_EXERCISE DETAILS_:
The answer should contain each record below, repeated exactly.

_MATERIAL FOR THIS TASK_:
----

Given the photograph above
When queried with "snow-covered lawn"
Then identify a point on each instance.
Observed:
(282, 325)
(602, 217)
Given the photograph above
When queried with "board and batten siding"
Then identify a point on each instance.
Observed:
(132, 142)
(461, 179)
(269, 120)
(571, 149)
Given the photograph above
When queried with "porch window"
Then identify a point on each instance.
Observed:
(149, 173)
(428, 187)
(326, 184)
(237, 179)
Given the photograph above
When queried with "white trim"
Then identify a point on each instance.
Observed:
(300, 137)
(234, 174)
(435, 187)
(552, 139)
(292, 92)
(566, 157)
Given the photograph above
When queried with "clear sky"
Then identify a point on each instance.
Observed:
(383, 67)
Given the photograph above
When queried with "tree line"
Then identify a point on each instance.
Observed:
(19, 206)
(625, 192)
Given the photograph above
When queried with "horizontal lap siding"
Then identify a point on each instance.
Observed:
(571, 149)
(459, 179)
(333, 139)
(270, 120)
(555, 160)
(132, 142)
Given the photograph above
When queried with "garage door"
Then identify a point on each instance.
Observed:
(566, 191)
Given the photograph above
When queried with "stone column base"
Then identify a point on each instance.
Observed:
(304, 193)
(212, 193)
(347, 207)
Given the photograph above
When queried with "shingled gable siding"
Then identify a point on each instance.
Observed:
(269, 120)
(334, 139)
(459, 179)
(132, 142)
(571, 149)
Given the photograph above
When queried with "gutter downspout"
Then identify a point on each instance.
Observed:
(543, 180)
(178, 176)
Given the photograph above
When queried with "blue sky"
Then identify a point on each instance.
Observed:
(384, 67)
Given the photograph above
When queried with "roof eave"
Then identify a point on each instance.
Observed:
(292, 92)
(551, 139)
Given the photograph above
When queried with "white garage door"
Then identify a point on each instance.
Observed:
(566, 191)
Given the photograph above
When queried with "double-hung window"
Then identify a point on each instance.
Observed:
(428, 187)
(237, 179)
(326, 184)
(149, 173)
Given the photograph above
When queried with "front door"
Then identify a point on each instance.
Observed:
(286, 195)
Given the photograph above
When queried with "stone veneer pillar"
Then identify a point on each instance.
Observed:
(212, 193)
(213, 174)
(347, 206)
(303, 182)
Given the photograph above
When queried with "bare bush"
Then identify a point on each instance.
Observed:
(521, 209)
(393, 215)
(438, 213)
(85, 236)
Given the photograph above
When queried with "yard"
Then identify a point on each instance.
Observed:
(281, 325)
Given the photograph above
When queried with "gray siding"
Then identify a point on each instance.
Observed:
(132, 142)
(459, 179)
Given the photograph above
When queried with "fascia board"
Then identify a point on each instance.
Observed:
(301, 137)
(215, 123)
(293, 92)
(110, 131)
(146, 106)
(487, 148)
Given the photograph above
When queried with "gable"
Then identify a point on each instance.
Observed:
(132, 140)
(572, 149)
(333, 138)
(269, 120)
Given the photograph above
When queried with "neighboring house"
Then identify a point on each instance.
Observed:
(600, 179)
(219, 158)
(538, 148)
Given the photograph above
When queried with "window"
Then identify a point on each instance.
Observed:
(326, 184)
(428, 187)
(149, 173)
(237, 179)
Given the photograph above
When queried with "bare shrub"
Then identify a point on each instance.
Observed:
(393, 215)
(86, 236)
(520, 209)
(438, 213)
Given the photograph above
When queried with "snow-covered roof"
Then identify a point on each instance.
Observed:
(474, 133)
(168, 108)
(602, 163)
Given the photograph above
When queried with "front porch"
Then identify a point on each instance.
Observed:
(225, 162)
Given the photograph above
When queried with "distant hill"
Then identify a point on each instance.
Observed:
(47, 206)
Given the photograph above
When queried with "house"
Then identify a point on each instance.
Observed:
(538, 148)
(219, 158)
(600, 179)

----

_EXERCISE OUTPUT_:
Given the photograph above
When queried with "snow-covered lawn"
Then identify a point on each instance.
Observed:
(282, 325)
(602, 217)
Given the photograph above
When queried with "board and batten siding"
Then identify a point on each instance.
Observed:
(132, 142)
(461, 179)
(269, 120)
(571, 149)
Given the photograph above
When queried with "porch window"
Then identify a point on each instance.
Observed:
(149, 173)
(428, 187)
(326, 184)
(237, 179)
Given the photograph above
When queried with "white trim"
Then identify a point on each instance.
Observed:
(300, 137)
(234, 174)
(435, 187)
(552, 139)
(292, 92)
(566, 157)
Given the photograph above
When queried with "clear sky"
Then identify a point on each instance.
Observed:
(383, 67)
Given the photograph above
When queried with "tree line"
Then identify a point on each instance.
Observed:
(19, 206)
(625, 192)
Given the photograph above
When queried with "horizontal lap siding"
Then identify a point on each instance.
Observed:
(571, 149)
(459, 179)
(333, 139)
(270, 120)
(555, 160)
(132, 142)
Given the photograph above
When queried with "garage door"
Then identify a point on each instance.
Observed:
(566, 191)
Given the photograph above
When queried with "stone column base"
Then identify a point on each instance.
Observed:
(304, 193)
(212, 193)
(347, 207)
Given the photograph above
When queried with "shingled gable siding"
Then identify a point on each instance.
Observed:
(269, 120)
(334, 139)
(459, 179)
(132, 142)
(571, 149)
Given the photograph above
When queried with "gutter downspout"
Then identify a point on each instance.
Observed:
(543, 180)
(178, 176)
Given the photograph above
When queried with "blue sky"
Then identify a point on each instance.
Observed:
(384, 67)
Given the photograph above
When queried with "roof eave"
Then identify a point on each instance.
Observed:
(292, 92)
(551, 139)
Given the photograph above
When queried with "white garage door"
Then identify a point on each instance.
Observed:
(566, 191)
Given the photograph above
When queried with "double-hung window"
Then identify a point on each instance.
Observed:
(428, 187)
(237, 179)
(326, 184)
(149, 173)
Given the photograph above
When queried with "front door"
Then identify a point on each instance.
Observed:
(286, 195)
Given the photograph above
When queried with "stone veneer pillar"
Then identify a point on each instance.
Observed:
(212, 193)
(213, 174)
(347, 206)
(303, 182)
Given the photograph above
When queried with "bare bush"
Then identify a point on each instance.
Observed:
(521, 209)
(393, 215)
(438, 213)
(85, 236)
Given the photograph above
When queried with "yard"
Then identify a point on each instance.
Observed:
(281, 325)
Given the photograph above
When queried with "gray siding"
Then identify a point on each instance.
Observed:
(132, 142)
(459, 179)
Given the photograph above
When queried with "fascia board"
Then identify a point on each instance.
Observed:
(301, 137)
(215, 123)
(293, 92)
(110, 131)
(146, 106)
(487, 148)
Given the photograph above
When queried with "gable"
Then identify a point on each instance.
Observed:
(132, 140)
(572, 149)
(333, 138)
(269, 120)
Given the photograph above
When queried with "neighboring house"
Then identify a point on each instance.
Observed:
(600, 179)
(219, 158)
(538, 148)
Given the photograph above
When queried with "window"
Then identify a point on each instance.
Observed:
(326, 184)
(428, 187)
(149, 173)
(237, 179)
Given the photograph above
When queried with "bare shrub"
Then identify a point on each instance.
Observed:
(393, 215)
(86, 236)
(520, 209)
(438, 213)
Given the photograph above
When queried with "snow-covered roof"
Then identify a point on each instance.
Observed:
(474, 133)
(168, 108)
(602, 163)
Given the photograph above
When queried with "front porch"
Then identify a point on each instance.
Observed:
(225, 162)
Given the photograph above
When queried with "distant hill"
Then identify a point on each instance.
Observed:
(47, 206)
Given the photograph above
When queried with "house"
Then identify a point on each instance.
Observed:
(538, 148)
(219, 158)
(600, 179)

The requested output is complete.